● **WORK INSTRUCTIONS**: Copy out the stretch of entries from the line containing "of the railway" through the line containing "[[313, 109], [142, 76]]", both included, reproducing each line without any change.

● **EXTRACTED INFORMATION**:
-- start --

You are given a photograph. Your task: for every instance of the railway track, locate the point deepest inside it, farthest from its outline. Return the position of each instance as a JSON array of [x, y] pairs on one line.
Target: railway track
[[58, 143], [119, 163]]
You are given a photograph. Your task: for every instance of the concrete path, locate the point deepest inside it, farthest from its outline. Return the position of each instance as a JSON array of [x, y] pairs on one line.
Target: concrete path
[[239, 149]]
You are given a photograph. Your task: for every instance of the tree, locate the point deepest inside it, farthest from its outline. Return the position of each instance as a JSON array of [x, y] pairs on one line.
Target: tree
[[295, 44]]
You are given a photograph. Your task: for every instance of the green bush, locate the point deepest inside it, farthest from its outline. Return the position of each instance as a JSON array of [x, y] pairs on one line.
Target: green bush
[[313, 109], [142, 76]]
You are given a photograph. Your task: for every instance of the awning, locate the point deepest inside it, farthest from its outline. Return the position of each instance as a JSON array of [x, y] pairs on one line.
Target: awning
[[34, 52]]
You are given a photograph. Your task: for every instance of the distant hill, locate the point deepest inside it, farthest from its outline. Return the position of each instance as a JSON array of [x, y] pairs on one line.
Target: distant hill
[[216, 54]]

-- end --
-- start --

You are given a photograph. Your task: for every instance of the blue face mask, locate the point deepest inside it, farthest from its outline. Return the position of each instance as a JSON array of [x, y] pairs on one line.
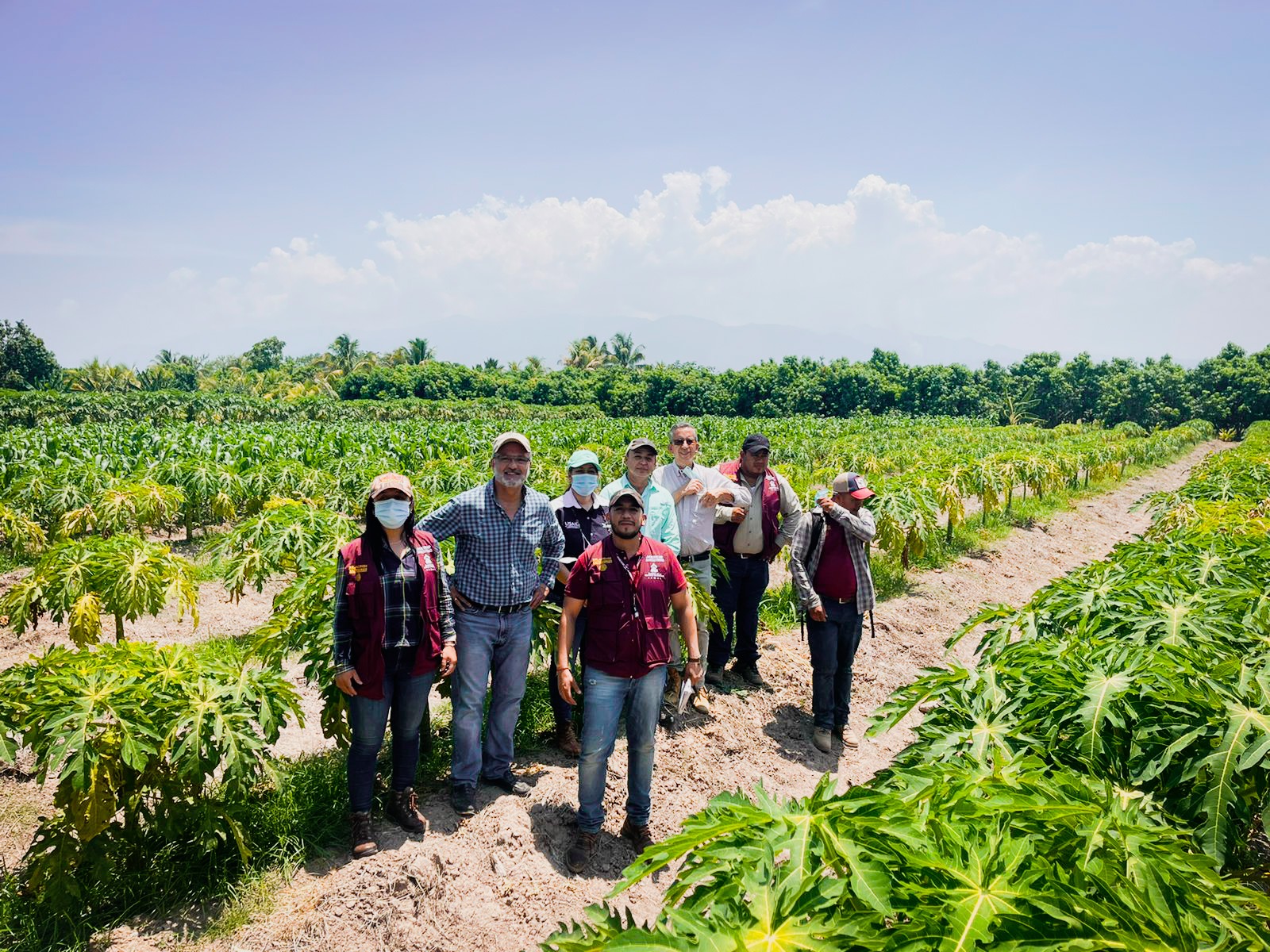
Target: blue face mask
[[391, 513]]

-- end --

● **RESULT FOR THIS EXERCISE**:
You are given a photograph. Your task: for every instance of the railway track, locate the point deepest inside it, farthest from its outline. Return the position of each instance as a JSON array of [x, y] pairs on one line.
Target: railway track
[[58, 143], [119, 163]]
You are given a photograph. Your task: for every instance of the concrete path, locate the point deepest inside it, farthest from its outline. Return the position of each instance as a JSON array of [x, y] pairs on one line.
Target: concrete path
[[239, 149]]
You are given a photograph. Your task: for every instance of the tree, locate the point deepest inside it, farthest from its outline. Return the position of each instance as a JSON array of [x, y] pairs on one line.
Target: tree
[[295, 44]]
You are given a photograph. Your task: for every instance of the green bush, locate the point deepest inside it, farthest from its outline. Return the position of each instance as a JSON array of [x, y] pairs on one line.
Target: green bush
[[313, 109], [142, 76]]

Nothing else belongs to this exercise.